_WORK INSTRUCTION_: Report each line of the data that includes the word "shirt".

++++

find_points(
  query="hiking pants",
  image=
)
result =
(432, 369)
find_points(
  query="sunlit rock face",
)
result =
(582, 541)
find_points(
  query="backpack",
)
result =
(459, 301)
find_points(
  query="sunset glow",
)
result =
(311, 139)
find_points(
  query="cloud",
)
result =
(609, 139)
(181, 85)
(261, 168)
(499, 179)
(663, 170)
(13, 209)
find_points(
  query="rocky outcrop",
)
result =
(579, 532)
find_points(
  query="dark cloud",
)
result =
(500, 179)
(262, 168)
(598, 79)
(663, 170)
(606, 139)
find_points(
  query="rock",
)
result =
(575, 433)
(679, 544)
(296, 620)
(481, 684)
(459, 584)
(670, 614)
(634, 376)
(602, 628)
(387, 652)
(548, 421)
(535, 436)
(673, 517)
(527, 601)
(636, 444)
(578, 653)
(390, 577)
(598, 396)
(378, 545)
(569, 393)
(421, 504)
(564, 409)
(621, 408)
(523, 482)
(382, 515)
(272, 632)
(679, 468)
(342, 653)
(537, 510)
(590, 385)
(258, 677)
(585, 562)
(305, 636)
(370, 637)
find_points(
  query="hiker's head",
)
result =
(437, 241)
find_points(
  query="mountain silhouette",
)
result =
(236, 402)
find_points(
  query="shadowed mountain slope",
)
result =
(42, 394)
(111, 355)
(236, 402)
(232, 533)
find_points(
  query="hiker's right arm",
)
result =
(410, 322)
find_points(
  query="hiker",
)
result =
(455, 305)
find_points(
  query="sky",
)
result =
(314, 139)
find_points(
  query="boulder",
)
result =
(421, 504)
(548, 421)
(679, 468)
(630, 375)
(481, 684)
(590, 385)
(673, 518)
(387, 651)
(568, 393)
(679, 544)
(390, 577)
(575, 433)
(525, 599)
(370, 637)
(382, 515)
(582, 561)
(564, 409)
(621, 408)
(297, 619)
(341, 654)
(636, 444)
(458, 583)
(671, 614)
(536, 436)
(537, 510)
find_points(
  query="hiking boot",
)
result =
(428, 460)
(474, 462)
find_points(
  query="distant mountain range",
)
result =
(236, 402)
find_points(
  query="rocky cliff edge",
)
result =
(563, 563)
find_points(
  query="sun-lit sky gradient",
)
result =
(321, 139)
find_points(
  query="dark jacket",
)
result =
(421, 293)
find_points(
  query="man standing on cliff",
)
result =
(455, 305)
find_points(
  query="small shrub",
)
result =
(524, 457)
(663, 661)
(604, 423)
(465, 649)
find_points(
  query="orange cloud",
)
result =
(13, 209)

++++

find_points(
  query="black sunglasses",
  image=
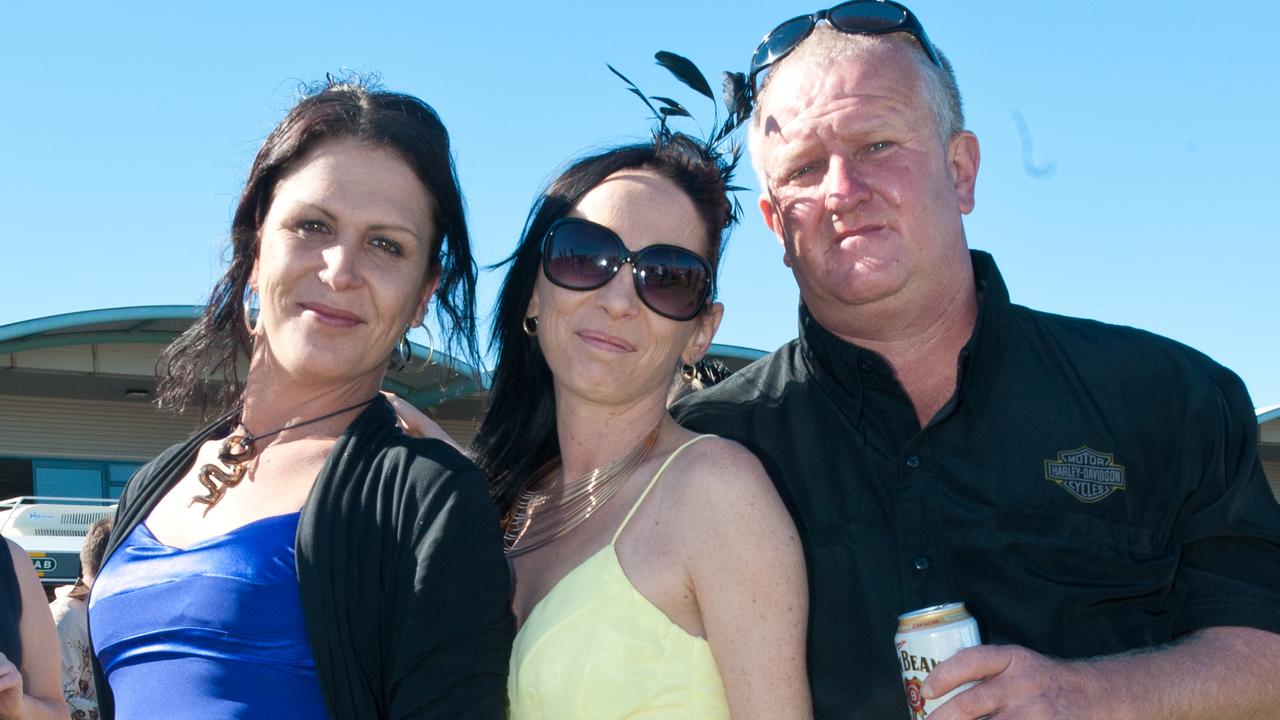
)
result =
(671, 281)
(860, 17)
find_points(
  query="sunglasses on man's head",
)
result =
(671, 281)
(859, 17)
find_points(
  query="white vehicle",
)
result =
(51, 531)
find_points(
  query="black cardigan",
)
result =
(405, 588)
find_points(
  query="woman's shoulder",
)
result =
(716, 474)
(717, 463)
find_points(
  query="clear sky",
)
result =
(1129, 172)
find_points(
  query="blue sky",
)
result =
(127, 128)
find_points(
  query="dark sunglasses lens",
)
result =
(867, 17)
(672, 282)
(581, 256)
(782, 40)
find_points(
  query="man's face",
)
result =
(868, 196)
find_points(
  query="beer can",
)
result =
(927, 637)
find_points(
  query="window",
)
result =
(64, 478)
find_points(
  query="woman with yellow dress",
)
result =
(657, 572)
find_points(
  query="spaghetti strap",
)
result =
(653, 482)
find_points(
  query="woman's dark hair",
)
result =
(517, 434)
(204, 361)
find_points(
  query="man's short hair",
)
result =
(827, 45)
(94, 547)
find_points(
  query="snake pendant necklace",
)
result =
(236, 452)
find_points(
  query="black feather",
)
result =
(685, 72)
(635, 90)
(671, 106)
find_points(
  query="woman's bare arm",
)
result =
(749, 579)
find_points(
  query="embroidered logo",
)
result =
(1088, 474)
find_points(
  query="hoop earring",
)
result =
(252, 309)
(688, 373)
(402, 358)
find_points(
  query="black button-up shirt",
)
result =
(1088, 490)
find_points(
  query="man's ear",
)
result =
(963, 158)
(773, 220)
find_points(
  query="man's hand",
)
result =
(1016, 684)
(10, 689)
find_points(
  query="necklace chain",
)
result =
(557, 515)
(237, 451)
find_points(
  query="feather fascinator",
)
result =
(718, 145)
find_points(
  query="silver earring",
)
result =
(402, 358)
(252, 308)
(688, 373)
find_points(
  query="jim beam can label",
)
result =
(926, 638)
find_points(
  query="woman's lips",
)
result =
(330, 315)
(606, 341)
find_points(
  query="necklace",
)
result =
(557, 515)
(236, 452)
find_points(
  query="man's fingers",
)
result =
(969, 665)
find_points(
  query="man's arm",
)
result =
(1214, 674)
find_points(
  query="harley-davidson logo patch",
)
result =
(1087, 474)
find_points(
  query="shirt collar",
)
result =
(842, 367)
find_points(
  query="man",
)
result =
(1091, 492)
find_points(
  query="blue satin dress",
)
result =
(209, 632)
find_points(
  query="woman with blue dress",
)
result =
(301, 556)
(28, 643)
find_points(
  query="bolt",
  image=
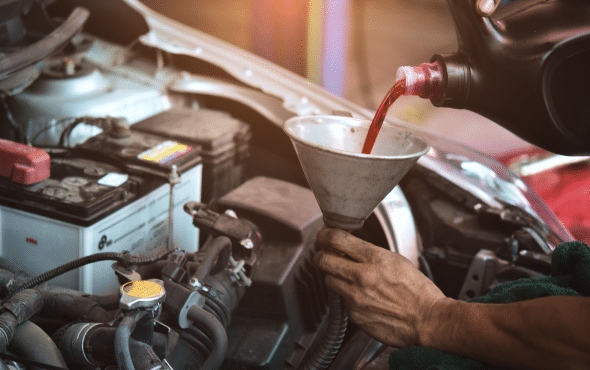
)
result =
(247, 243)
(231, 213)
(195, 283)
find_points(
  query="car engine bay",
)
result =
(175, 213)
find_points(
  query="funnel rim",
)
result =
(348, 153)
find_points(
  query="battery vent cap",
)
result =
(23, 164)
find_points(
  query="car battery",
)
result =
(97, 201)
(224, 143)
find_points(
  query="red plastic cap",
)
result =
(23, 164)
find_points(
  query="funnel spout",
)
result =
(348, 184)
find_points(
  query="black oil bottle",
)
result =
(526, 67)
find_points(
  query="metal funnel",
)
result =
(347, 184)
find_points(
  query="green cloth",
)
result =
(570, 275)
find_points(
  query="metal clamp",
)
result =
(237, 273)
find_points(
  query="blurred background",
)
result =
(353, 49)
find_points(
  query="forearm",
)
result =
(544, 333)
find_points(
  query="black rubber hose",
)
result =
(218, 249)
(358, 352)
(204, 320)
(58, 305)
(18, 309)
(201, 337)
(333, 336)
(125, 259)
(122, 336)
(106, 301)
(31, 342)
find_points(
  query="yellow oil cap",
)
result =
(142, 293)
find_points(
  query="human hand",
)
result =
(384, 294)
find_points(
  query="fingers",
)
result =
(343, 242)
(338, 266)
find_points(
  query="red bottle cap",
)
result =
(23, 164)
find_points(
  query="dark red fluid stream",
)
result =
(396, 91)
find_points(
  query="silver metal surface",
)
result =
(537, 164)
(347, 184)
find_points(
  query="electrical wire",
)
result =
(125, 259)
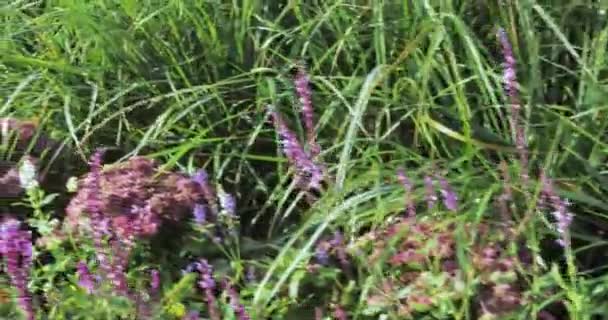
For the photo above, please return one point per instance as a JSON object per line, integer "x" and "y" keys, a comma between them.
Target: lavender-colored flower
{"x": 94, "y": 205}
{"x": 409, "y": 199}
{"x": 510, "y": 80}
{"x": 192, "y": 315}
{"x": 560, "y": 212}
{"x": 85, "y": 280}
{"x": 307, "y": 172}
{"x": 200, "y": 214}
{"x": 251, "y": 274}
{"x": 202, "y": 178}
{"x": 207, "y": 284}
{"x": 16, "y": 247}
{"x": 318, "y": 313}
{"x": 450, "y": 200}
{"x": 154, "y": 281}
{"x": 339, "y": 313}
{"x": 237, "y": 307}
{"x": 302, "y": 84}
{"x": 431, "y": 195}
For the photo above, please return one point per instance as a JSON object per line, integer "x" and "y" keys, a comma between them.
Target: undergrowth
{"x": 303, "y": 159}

++++

_WRITTEN REPLY_:
  query="black button-up shirt",
  query="shirt collar",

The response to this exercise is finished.